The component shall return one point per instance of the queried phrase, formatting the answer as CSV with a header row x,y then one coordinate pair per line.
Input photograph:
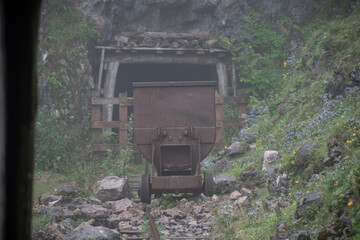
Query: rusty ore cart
x,y
174,128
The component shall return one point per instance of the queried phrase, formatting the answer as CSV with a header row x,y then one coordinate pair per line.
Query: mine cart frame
x,y
174,128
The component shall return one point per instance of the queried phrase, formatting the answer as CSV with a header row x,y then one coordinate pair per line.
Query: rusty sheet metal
x,y
176,182
175,105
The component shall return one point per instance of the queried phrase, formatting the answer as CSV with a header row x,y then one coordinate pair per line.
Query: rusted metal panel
x,y
102,101
175,104
174,126
105,147
176,182
104,124
123,119
234,122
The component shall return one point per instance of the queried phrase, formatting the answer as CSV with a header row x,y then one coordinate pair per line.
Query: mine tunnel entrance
x,y
142,72
150,72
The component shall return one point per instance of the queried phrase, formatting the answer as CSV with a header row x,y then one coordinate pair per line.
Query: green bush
x,y
260,53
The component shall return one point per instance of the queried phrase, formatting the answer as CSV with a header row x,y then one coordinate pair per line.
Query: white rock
x,y
242,202
235,195
215,198
270,157
112,188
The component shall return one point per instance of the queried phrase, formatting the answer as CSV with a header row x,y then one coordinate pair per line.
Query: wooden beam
x,y
105,147
167,35
222,78
123,118
234,122
101,68
154,49
101,101
96,116
166,59
104,124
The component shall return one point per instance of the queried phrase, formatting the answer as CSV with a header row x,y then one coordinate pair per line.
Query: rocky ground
x,y
111,214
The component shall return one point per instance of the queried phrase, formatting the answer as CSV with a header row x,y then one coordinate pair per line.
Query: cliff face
x,y
217,17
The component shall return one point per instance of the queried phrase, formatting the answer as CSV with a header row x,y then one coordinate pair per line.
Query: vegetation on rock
x,y
300,112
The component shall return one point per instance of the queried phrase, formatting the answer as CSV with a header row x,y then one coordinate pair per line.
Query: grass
x,y
46,182
308,117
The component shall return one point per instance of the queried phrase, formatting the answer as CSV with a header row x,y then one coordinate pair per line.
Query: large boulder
x,y
67,191
303,156
279,183
251,179
340,228
304,209
335,85
237,148
224,183
95,233
273,205
334,153
112,188
282,233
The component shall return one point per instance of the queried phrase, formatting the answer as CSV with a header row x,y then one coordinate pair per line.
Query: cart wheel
x,y
145,189
208,184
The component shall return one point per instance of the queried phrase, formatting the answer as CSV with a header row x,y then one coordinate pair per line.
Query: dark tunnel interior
x,y
129,73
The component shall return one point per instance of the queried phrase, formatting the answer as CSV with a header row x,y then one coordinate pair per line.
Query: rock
x,y
245,135
113,221
355,75
67,191
95,233
122,205
224,183
184,205
214,198
278,183
340,228
197,210
282,233
175,214
335,85
237,148
90,211
304,155
273,205
46,198
334,153
270,157
296,41
131,213
246,191
112,188
147,42
251,178
306,201
84,225
67,226
235,195
242,203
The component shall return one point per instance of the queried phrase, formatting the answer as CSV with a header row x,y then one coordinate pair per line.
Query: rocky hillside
x,y
293,173
300,153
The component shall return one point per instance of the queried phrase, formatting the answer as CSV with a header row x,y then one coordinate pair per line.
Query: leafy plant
x,y
260,53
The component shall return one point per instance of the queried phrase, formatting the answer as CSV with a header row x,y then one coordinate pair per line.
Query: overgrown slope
x,y
318,104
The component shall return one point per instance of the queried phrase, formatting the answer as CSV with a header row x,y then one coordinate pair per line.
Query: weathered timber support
x,y
109,89
96,116
101,68
233,78
222,78
123,119
219,111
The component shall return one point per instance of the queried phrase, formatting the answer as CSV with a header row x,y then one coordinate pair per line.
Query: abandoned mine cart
x,y
174,128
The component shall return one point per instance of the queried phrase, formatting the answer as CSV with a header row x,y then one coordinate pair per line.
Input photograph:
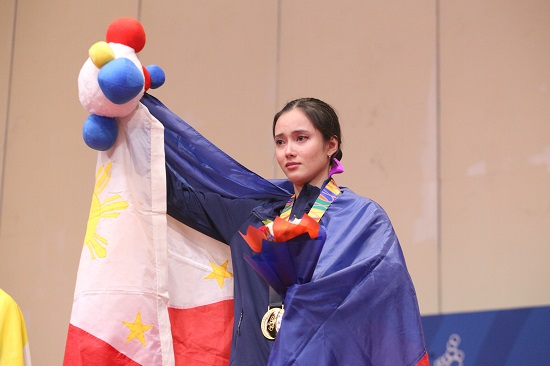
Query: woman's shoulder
x,y
350,199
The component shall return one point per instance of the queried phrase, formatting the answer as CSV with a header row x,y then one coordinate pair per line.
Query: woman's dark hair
x,y
323,117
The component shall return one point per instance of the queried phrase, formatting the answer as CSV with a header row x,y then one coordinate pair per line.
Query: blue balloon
x,y
157,76
120,80
100,133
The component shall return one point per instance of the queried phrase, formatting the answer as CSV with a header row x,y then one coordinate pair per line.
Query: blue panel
x,y
505,337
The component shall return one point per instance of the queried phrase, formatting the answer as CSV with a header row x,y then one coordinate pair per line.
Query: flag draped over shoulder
x,y
140,275
152,291
14,344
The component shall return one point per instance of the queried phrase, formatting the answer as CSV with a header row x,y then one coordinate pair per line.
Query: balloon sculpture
x,y
113,80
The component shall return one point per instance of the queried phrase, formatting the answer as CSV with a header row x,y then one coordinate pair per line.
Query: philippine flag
x,y
149,290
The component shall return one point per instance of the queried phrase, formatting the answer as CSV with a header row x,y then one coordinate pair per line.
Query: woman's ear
x,y
332,145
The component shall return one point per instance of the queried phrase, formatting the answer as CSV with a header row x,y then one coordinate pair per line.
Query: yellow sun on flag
x,y
219,273
137,329
100,210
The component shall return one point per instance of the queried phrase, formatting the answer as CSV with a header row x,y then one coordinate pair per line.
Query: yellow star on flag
x,y
137,329
219,273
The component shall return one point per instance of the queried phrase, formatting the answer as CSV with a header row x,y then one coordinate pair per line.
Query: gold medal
x,y
271,322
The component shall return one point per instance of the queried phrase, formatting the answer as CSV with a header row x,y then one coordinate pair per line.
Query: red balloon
x,y
126,31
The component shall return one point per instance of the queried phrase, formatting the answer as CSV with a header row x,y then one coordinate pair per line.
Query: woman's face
x,y
301,151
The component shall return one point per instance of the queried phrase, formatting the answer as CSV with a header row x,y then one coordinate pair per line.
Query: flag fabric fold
x,y
149,290
152,291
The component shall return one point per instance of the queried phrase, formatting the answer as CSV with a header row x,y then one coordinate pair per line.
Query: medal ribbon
x,y
326,197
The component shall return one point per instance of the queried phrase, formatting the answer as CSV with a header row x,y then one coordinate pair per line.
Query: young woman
x,y
360,306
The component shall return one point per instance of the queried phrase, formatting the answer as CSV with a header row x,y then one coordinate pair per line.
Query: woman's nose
x,y
290,150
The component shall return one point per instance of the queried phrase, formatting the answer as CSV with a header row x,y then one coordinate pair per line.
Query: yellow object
x,y
14,344
101,53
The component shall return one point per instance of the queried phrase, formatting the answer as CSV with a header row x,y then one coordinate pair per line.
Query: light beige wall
x,y
444,107
495,154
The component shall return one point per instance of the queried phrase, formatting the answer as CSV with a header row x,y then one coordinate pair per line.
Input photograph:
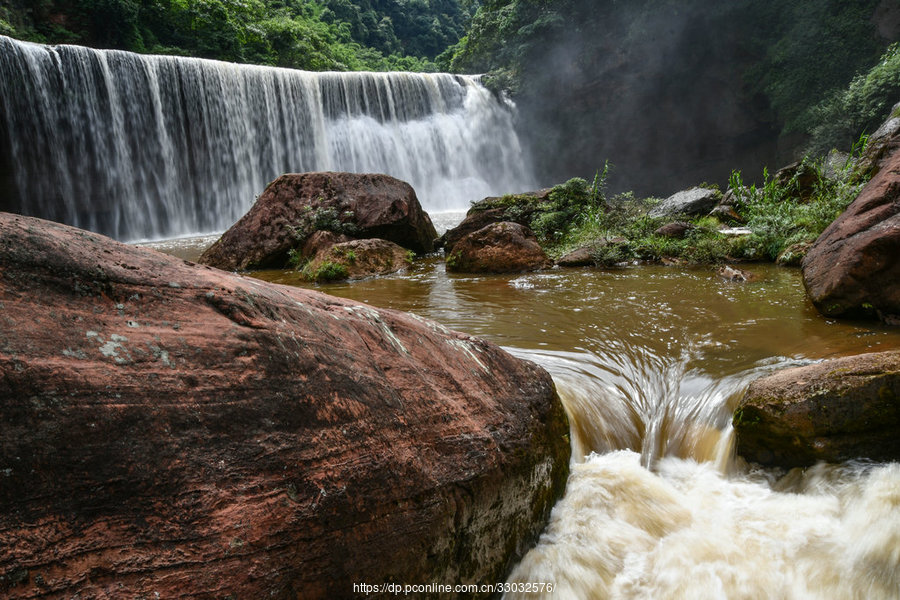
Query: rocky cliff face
x,y
836,410
173,429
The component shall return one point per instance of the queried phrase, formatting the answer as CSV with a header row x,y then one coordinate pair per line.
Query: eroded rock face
x,y
881,145
296,205
498,248
852,270
358,259
173,429
835,410
516,208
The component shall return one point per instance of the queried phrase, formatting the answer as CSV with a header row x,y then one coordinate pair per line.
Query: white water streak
x,y
150,146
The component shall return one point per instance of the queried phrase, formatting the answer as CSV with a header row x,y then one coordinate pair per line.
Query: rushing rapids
x,y
137,146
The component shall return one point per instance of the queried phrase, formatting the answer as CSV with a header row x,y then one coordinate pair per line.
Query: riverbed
x,y
650,362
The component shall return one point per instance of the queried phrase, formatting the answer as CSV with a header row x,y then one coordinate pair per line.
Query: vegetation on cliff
x,y
774,221
677,91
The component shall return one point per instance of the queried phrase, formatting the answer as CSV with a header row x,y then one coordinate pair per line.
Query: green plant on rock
x,y
326,271
779,217
323,219
567,204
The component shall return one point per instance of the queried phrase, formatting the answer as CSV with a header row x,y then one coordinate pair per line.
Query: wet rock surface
x,y
517,208
836,410
852,269
296,205
173,429
498,248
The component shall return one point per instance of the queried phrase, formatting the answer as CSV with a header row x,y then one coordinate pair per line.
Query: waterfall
x,y
137,146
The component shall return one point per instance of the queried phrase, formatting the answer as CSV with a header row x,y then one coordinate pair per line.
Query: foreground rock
x,y
171,430
498,248
880,145
852,270
357,259
515,208
296,205
833,411
694,202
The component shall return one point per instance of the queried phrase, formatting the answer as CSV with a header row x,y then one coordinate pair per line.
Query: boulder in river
x,y
296,205
357,259
175,430
694,202
676,230
498,248
852,269
880,145
835,410
516,208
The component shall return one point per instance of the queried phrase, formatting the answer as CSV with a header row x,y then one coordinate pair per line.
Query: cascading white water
x,y
140,146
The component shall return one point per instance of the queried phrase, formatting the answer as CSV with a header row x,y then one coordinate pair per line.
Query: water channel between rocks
x,y
650,363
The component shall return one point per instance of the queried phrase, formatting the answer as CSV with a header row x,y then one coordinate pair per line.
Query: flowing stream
x,y
147,147
650,363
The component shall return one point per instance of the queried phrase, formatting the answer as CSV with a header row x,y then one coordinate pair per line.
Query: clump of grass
x,y
780,218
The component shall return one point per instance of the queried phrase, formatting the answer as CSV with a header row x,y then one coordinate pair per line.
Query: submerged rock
x,y
729,273
177,430
836,410
357,259
498,248
693,202
580,257
793,255
296,205
676,230
852,269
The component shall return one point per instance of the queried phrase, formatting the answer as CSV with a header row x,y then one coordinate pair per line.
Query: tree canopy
x,y
304,34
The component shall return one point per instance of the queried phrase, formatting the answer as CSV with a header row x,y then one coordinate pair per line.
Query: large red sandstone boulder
x,y
833,411
296,205
853,269
171,430
517,208
498,248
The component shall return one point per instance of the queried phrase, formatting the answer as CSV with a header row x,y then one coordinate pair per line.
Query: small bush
x,y
859,109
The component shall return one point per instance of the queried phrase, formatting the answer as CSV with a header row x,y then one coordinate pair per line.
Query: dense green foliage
x,y
858,109
305,34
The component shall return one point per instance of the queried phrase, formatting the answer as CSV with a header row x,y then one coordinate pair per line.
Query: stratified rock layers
x,y
853,269
172,429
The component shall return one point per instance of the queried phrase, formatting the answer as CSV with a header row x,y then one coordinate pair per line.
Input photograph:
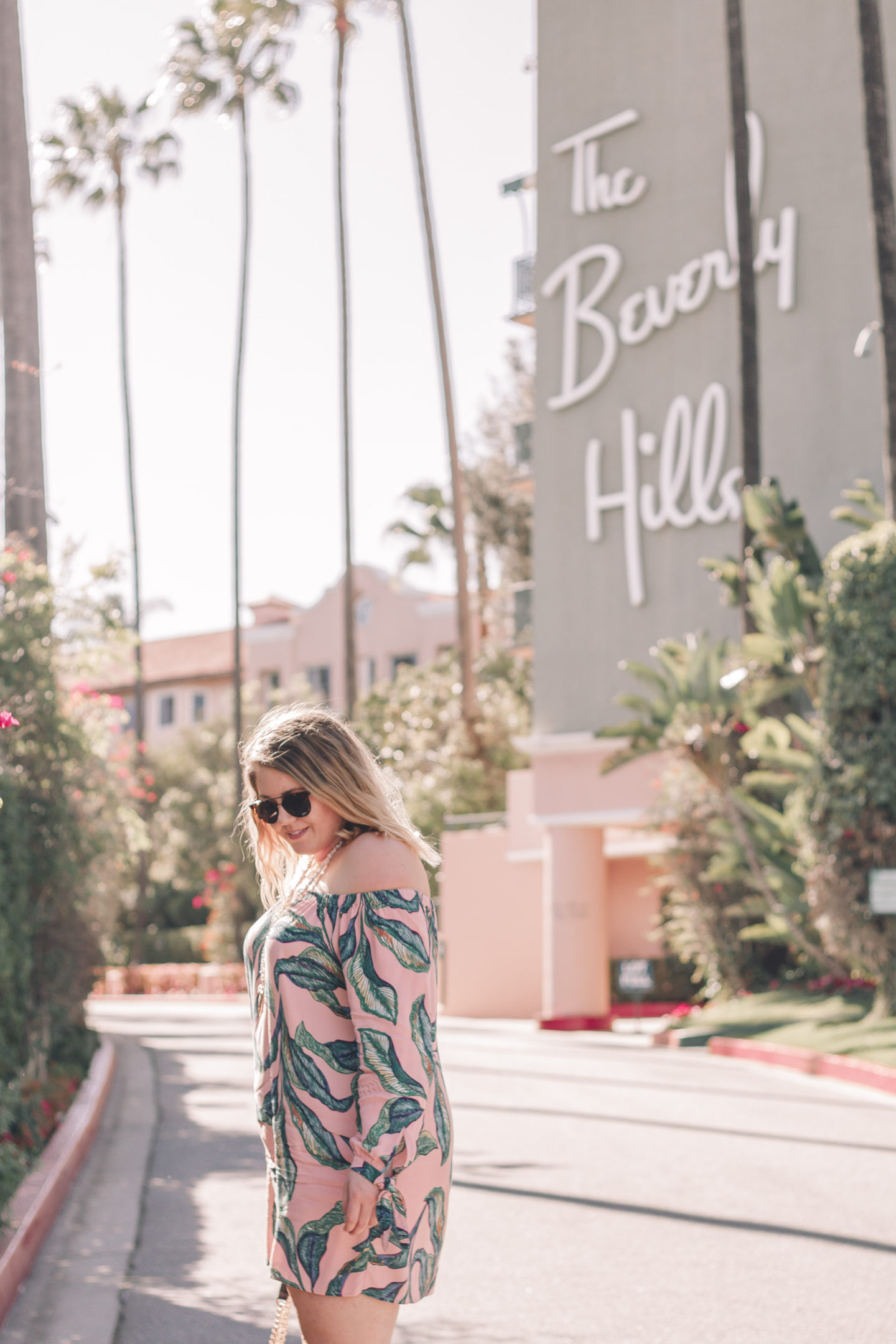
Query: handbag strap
x,y
281,1320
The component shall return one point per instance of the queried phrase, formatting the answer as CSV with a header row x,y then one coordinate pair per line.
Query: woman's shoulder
x,y
376,863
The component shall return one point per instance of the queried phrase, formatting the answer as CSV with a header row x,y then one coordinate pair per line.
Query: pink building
x,y
190,678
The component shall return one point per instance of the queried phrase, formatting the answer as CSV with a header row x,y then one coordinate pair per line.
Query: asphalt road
x,y
604,1193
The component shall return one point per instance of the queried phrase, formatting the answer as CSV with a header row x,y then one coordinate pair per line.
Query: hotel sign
x,y
694,442
637,434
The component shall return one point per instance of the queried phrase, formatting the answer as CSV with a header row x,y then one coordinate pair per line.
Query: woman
x,y
342,975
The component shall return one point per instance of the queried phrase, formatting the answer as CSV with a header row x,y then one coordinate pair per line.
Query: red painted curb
x,y
44,1191
863,1071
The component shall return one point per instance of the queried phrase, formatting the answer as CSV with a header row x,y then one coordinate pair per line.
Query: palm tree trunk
x,y
140,729
238,396
24,488
483,584
747,280
129,460
882,191
348,584
464,620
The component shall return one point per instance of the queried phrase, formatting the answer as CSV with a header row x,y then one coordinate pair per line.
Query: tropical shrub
x,y
735,722
849,813
47,849
414,726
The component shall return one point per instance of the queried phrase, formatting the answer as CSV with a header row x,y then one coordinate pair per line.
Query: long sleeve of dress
x,y
389,950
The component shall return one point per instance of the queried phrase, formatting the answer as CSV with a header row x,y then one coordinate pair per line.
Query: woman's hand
x,y
359,1203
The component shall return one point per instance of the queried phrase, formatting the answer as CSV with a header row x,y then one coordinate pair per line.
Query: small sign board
x,y
882,892
636,976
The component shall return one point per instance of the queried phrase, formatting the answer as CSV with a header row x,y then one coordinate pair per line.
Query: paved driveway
x,y
605,1194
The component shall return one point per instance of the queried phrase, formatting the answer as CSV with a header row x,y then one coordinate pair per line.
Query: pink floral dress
x,y
347,1074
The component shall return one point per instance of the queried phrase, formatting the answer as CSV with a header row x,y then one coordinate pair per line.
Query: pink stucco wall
x,y
533,914
489,928
633,909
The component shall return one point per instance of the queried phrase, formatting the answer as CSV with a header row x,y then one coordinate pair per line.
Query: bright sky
x,y
183,240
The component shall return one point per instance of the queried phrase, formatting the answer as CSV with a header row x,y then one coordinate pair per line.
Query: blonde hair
x,y
327,757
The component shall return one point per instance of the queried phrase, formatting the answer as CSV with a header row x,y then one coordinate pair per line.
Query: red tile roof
x,y
187,658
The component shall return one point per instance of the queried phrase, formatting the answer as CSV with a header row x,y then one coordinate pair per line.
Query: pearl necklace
x,y
312,874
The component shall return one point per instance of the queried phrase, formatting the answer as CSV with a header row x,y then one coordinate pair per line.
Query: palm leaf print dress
x,y
347,1074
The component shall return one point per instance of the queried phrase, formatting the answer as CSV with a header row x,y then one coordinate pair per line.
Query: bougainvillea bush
x,y
49,846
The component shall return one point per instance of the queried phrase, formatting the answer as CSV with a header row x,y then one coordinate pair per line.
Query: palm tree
x,y
24,490
747,280
96,144
464,616
882,191
436,525
89,155
344,29
234,50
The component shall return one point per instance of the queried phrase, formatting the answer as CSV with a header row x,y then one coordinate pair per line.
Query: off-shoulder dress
x,y
347,1074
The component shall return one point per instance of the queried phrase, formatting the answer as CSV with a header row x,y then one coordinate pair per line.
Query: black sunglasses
x,y
297,803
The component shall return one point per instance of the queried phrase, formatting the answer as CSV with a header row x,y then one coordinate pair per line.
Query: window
x,y
523,444
319,679
271,683
523,612
366,674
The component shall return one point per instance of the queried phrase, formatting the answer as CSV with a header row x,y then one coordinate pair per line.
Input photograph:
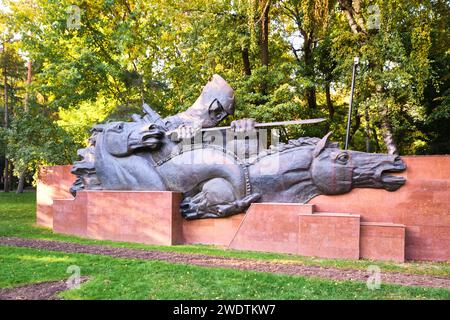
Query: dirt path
x,y
36,291
230,263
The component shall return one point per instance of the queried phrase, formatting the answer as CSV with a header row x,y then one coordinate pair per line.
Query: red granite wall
x,y
422,205
411,223
53,183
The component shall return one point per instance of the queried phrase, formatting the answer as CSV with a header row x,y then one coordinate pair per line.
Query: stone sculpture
x,y
215,182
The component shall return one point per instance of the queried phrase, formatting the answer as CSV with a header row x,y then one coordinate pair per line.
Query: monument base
x,y
131,216
154,218
412,223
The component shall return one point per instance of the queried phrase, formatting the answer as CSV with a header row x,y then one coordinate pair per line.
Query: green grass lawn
x,y
115,278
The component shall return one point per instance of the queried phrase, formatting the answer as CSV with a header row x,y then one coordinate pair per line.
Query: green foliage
x,y
33,139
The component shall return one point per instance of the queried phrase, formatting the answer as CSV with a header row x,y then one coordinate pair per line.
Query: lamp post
x,y
350,107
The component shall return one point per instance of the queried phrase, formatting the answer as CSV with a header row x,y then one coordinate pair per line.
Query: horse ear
x,y
98,128
321,144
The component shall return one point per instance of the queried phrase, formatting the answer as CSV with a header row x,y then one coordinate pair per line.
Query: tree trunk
x,y
388,136
264,34
309,69
21,184
329,101
264,39
26,105
5,88
367,130
246,62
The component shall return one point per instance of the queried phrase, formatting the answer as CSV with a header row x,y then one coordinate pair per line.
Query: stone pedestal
x,y
270,227
329,235
131,216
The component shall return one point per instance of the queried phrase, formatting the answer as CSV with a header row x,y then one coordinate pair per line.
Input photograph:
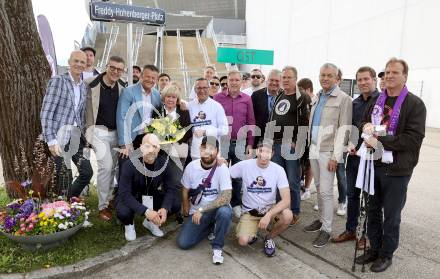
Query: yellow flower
x,y
173,129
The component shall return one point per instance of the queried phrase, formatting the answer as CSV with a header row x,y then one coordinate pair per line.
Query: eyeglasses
x,y
202,88
113,69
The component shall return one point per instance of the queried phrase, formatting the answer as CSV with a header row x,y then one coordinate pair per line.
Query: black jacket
x,y
133,184
261,112
407,141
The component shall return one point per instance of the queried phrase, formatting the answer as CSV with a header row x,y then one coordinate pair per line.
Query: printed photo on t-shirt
x,y
200,119
259,186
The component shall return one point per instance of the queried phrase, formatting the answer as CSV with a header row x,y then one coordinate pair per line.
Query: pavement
x,y
418,255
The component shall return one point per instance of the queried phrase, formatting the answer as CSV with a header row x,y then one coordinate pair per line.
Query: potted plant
x,y
36,225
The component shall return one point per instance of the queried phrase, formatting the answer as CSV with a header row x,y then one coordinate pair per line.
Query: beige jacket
x,y
335,125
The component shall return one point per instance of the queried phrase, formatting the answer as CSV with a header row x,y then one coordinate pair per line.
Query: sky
x,y
68,20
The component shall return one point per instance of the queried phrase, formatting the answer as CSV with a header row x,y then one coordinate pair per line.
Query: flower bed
x,y
42,225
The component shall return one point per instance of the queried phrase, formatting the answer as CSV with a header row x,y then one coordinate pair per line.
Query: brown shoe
x,y
345,236
295,220
360,243
105,214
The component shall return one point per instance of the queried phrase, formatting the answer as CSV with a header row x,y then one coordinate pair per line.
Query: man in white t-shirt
x,y
206,195
207,117
261,179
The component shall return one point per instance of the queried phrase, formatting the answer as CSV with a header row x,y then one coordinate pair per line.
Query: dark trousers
x,y
353,193
64,185
219,218
126,214
236,182
293,171
383,227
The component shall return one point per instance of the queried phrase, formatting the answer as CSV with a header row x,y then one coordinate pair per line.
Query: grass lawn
x,y
88,242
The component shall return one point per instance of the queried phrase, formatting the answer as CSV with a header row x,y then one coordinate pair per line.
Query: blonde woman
x,y
171,100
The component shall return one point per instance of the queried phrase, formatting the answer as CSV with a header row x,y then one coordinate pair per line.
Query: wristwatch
x,y
146,213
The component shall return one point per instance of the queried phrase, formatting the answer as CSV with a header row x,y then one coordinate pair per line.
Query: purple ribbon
x,y
377,114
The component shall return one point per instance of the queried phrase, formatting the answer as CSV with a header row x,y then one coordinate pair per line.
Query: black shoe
x,y
370,256
313,227
381,264
179,218
321,240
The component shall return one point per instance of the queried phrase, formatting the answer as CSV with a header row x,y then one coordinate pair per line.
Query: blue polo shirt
x,y
316,121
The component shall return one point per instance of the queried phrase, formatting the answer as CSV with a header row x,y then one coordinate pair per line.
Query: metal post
x,y
130,50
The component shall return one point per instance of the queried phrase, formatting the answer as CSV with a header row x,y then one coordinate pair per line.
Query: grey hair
x,y
330,65
234,72
274,72
291,68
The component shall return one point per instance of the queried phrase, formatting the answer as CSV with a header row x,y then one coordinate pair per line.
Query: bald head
x,y
151,139
77,64
150,148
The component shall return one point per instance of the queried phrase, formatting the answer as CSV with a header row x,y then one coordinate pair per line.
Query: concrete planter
x,y
43,242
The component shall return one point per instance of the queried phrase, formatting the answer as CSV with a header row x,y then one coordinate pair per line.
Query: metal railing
x,y
182,63
109,43
202,49
137,43
158,55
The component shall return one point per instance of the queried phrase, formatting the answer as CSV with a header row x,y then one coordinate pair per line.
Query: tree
x,y
24,72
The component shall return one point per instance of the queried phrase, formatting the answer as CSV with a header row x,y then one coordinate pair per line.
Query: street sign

_____

Objetivo del ejercicio
Por favor, identifica todas las líneas del listado de arriba que contienen la palabra "balloon" y cópialas. Se distinguen mayúsculas y minúsculas.

Ejercicio resuelto
Query: blue balloon
Query: balloon sculpture
Query: red balloon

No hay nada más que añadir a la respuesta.